** start Data for this exercise **

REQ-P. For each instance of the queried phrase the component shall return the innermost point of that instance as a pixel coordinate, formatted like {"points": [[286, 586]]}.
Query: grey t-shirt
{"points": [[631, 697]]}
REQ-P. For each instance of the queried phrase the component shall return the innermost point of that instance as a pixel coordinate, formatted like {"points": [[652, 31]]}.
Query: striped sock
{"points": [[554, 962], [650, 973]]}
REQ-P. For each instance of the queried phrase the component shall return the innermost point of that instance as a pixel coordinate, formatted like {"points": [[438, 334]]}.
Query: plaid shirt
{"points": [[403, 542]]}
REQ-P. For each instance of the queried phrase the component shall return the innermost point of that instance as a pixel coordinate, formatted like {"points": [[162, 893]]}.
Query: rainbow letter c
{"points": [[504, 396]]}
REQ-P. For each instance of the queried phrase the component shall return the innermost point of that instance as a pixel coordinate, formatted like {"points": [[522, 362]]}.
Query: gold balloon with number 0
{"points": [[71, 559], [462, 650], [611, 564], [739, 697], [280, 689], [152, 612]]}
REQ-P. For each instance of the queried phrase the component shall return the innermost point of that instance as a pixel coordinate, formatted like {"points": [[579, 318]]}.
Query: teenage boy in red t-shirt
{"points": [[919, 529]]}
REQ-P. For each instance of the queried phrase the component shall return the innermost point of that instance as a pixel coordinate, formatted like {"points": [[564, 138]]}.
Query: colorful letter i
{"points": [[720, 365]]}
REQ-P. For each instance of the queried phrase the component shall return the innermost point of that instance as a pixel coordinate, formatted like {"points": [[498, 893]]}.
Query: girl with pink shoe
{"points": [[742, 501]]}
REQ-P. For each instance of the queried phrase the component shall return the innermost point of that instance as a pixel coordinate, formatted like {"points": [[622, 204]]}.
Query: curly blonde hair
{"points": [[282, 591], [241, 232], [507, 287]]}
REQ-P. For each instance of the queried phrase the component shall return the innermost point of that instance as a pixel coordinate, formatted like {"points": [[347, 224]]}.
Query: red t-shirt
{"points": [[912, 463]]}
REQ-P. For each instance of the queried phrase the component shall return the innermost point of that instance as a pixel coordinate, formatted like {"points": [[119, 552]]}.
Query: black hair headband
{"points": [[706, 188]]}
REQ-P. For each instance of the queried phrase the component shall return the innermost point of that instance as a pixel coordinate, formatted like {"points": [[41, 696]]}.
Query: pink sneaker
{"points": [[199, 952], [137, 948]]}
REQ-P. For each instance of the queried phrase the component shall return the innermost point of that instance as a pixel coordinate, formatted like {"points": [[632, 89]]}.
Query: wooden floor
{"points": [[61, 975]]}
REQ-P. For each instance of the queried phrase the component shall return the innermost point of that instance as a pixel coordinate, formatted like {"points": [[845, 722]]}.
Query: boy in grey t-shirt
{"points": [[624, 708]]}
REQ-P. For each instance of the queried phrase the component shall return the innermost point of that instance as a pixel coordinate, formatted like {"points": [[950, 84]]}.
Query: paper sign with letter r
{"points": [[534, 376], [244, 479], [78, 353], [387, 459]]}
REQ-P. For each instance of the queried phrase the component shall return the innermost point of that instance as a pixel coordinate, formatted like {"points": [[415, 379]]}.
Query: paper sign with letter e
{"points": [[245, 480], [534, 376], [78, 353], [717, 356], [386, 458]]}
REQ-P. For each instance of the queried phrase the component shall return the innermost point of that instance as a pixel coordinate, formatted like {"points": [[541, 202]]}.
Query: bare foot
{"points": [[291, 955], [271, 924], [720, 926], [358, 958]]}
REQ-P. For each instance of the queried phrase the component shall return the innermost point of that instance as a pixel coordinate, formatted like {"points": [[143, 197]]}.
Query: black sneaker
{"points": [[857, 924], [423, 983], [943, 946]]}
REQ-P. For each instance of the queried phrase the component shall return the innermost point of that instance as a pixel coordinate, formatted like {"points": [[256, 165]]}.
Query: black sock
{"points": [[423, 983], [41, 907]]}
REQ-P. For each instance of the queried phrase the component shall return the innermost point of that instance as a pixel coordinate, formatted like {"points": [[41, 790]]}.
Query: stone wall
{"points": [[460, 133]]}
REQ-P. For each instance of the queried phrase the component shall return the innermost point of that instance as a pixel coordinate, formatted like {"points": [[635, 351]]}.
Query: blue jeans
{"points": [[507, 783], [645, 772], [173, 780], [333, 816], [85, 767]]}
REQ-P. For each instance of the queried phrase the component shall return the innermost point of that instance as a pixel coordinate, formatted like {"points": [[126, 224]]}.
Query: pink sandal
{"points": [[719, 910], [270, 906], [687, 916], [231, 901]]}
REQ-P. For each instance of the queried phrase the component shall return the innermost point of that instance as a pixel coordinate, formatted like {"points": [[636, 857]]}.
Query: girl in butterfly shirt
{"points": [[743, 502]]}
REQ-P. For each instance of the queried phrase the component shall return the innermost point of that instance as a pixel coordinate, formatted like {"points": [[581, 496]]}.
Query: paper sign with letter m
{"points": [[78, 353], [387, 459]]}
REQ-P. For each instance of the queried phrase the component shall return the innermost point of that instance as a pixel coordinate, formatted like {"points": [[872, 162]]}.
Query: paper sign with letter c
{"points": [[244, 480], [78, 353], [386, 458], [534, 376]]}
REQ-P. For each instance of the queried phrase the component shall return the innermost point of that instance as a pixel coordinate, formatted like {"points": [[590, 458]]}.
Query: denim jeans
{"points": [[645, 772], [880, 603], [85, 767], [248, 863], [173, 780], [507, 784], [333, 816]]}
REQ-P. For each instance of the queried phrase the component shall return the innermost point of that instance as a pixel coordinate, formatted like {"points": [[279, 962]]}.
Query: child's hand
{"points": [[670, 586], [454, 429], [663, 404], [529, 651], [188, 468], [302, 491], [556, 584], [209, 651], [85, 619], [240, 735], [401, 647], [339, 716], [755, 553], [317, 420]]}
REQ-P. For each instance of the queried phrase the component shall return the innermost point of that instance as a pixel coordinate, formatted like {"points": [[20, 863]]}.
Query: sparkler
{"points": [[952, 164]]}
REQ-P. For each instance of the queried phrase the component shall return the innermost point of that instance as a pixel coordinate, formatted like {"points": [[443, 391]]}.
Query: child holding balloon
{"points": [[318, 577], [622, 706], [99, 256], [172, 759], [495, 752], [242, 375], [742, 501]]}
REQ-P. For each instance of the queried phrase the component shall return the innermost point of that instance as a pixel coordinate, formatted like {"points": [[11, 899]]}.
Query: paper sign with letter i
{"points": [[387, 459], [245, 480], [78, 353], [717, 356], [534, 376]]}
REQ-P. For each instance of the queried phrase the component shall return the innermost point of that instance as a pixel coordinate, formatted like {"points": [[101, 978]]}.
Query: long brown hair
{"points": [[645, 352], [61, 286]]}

** end Data for this exercise **

Restate the data above exactly, keeping each word as it stands.

REQ-P. For each instance of the queried phrase the component shall return the innermost point of that instance as a pixel coordinate, formatted like {"points": [[286, 586]]}.
Query: grey t-shirt
{"points": [[631, 697]]}
REQ-P. For each instance of the queried phrase the component shall return the innermost point of that instance as a pixel coordinate, formatted like {"points": [[652, 31]]}.
Query: striped sock
{"points": [[554, 962], [650, 973]]}
REQ-P. For each instance of the queried phrase the component shall return the innermost point of that instance as a pixel coordinate, formatted like {"points": [[438, 334]]}.
Query: plaid shirt
{"points": [[403, 542]]}
REQ-P. For each instance of the queried phrase the component shall return the innermost point of that instance as a pixel coordinate, formatted like {"points": [[162, 893]]}.
Query: rainbow letter c
{"points": [[504, 396]]}
REQ-P. For each instance of the queried phrase the component shall return the innermost point of that instance as a pixel coordinate, formatted like {"points": [[522, 362]]}.
Query: gold balloon with number 0
{"points": [[71, 559], [462, 650], [611, 564], [739, 697], [280, 689], [152, 612]]}
REQ-P. For each instance of the queried phrase the component shall return the innermost point of that instance as a pixel coordinate, formatted like {"points": [[579, 318]]}.
Query: teenage boy in red t-shirt
{"points": [[919, 529]]}
REQ-P. For each instance of the queried phrase the component shall return the innermost point of that instance as a pixel coordinate, formatted like {"points": [[564, 138]]}.
Query: colorful letter i
{"points": [[720, 365]]}
REQ-P. For each instance of the queried phrase the component shall return the innermost point of that instance as a pixel coordinate, formatted like {"points": [[498, 893]]}.
Query: girl with pink shoe
{"points": [[742, 501]]}
REQ-P. For each instance of the queried phrase the component shall return the innermost point of that instance as a pixel coordinate, formatted like {"points": [[622, 204]]}.
Query: curly blonde hair
{"points": [[282, 591], [241, 232], [507, 287]]}
REQ-P. For each instance of the queried phrase the component shall return the innermost point of that instance as a pixel coordinate, formatted like {"points": [[347, 224]]}.
Query: red t-shirt
{"points": [[912, 463]]}
REQ-P. For each instance of the queried phrase the component shall return the innermost point of that instance as a pixel coordinate, formatted like {"points": [[119, 552]]}.
Query: black hair headband
{"points": [[706, 188]]}
REQ-P. For each instance of the queried phrase the component shall return the innermost point of that instance as a pixel coordinate, formatted like {"points": [[41, 696]]}.
Query: pink sneaker
{"points": [[199, 952], [137, 948]]}
REQ-P. For each instance of the queried phrase the component shall return the innermost point of that instance as a pixel coordinate, formatted like {"points": [[632, 89]]}.
Query: wooden floor
{"points": [[61, 975]]}
REQ-P. For each instance of the queried phrase the component shall return the innermost point of that instance as a pixel coordinate, formatted like {"points": [[845, 722]]}.
Query: boy in grey t-shirt
{"points": [[624, 708]]}
REQ-P. For each instance of the queried phrase the component shall return the innermost point of that instance as a pixel coordinate, formatted like {"points": [[950, 84]]}.
Query: paper sign with letter r
{"points": [[534, 376], [244, 479], [78, 353], [387, 459]]}
REQ-P. For each instance of the queried phrase the component shall return the innermost point of that instance as a pixel coordinate, formatted like {"points": [[415, 379]]}.
Query: paper sign with letter e
{"points": [[245, 480], [534, 376], [78, 353], [717, 356], [386, 458]]}
REQ-P. For each instance of the queried phrase the component shall return the innermost point of that instance as a pixel coordinate, formatted like {"points": [[541, 202]]}.
Query: bare foot
{"points": [[291, 955], [271, 924], [720, 926], [358, 958]]}
REQ-P. For each instance of the queried phrase the component shall return the innermost point of that instance as a pixel coordinate, formatted like {"points": [[143, 197]]}.
Query: black sneaker
{"points": [[857, 924], [423, 983], [943, 946]]}
REQ-P. For each instance of the queried phrase the component shall return the innermost point of that instance as a pixel coordinate, formatted like {"points": [[256, 165]]}.
Query: black sock
{"points": [[423, 983], [41, 907]]}
REQ-P. For each instance of the queried phrase the component shall return the innermost point of that instance as a pixel coordinate, formatted like {"points": [[41, 790]]}.
Query: stone wall
{"points": [[460, 133]]}
REQ-P. For each instance of the queried phrase the component shall return the innermost point of that instance as a pixel coordinate, formatted like {"points": [[635, 351]]}.
Query: blue jeans
{"points": [[507, 783], [645, 772], [173, 780], [333, 816], [85, 767]]}
REQ-P. For each instance of the queried phrase the component shall return the innermost point of that instance as a pixel coordinate, formatted like {"points": [[126, 224]]}.
Query: pink sandal
{"points": [[719, 910], [270, 906], [687, 916], [231, 901]]}
REQ-P. For each instance of the queried phrase the component shall return the innermost point of that instance as a pixel coordinate, formatted like {"points": [[636, 857]]}.
Query: girl in butterfly shirt
{"points": [[743, 502]]}
REQ-P. For each instance of the queried phrase the component shall return the innermost point of that instance as a pixel coordinate, formatted like {"points": [[581, 496]]}.
Query: paper sign with letter m
{"points": [[78, 353], [387, 459]]}
REQ-P. For each instance of the queried phrase the component shall return the innermost point of that instance as a pixel coordinate, formatted like {"points": [[872, 162]]}.
Query: paper sign with letter c
{"points": [[244, 480], [78, 353], [386, 458], [534, 376]]}
REQ-P. For each instance of the queried phrase the component shall return the innermost point of that instance as a pixel coordinate, formatted like {"points": [[590, 458]]}.
Query: denim jeans
{"points": [[645, 772], [880, 603], [85, 767], [248, 863], [173, 780], [507, 784], [333, 816]]}
REQ-P. For each instance of the queried phrase the component shall return the innermost point of that instance as a pixel coordinate, formatted like {"points": [[279, 962]]}.
Query: child's hand
{"points": [[670, 586], [454, 429], [663, 404], [529, 651], [188, 468], [302, 491], [556, 584], [209, 651], [85, 619], [240, 735], [401, 647], [339, 716], [755, 553], [317, 420]]}
REQ-P. For each instance of the queried phrase the component shall return the innermost point of that instance as a pixel coordinate, formatted like {"points": [[20, 863]]}.
Query: sparkler
{"points": [[952, 164]]}
REQ-P. For each instance of the queried phrase the component shall return the innermost point of that instance as a pixel coordinate, formatted like {"points": [[443, 391]]}.
Query: child holding balloon
{"points": [[318, 577], [622, 706], [99, 256], [172, 759], [495, 752], [242, 375], [742, 501]]}
REQ-P. For each instance of the queried phrase the component shall return the innermost point of that instance as a pixel coordinate, formatted like {"points": [[11, 899]]}.
Query: paper sign with letter i
{"points": [[387, 459], [245, 480], [78, 353], [717, 356], [534, 376]]}
REQ-P. For each instance of the queried phrase the component shall return the innermost point of that instance as a pixel coordinate, formatted like {"points": [[101, 978]]}.
Query: long brown hair
{"points": [[645, 352], [61, 286]]}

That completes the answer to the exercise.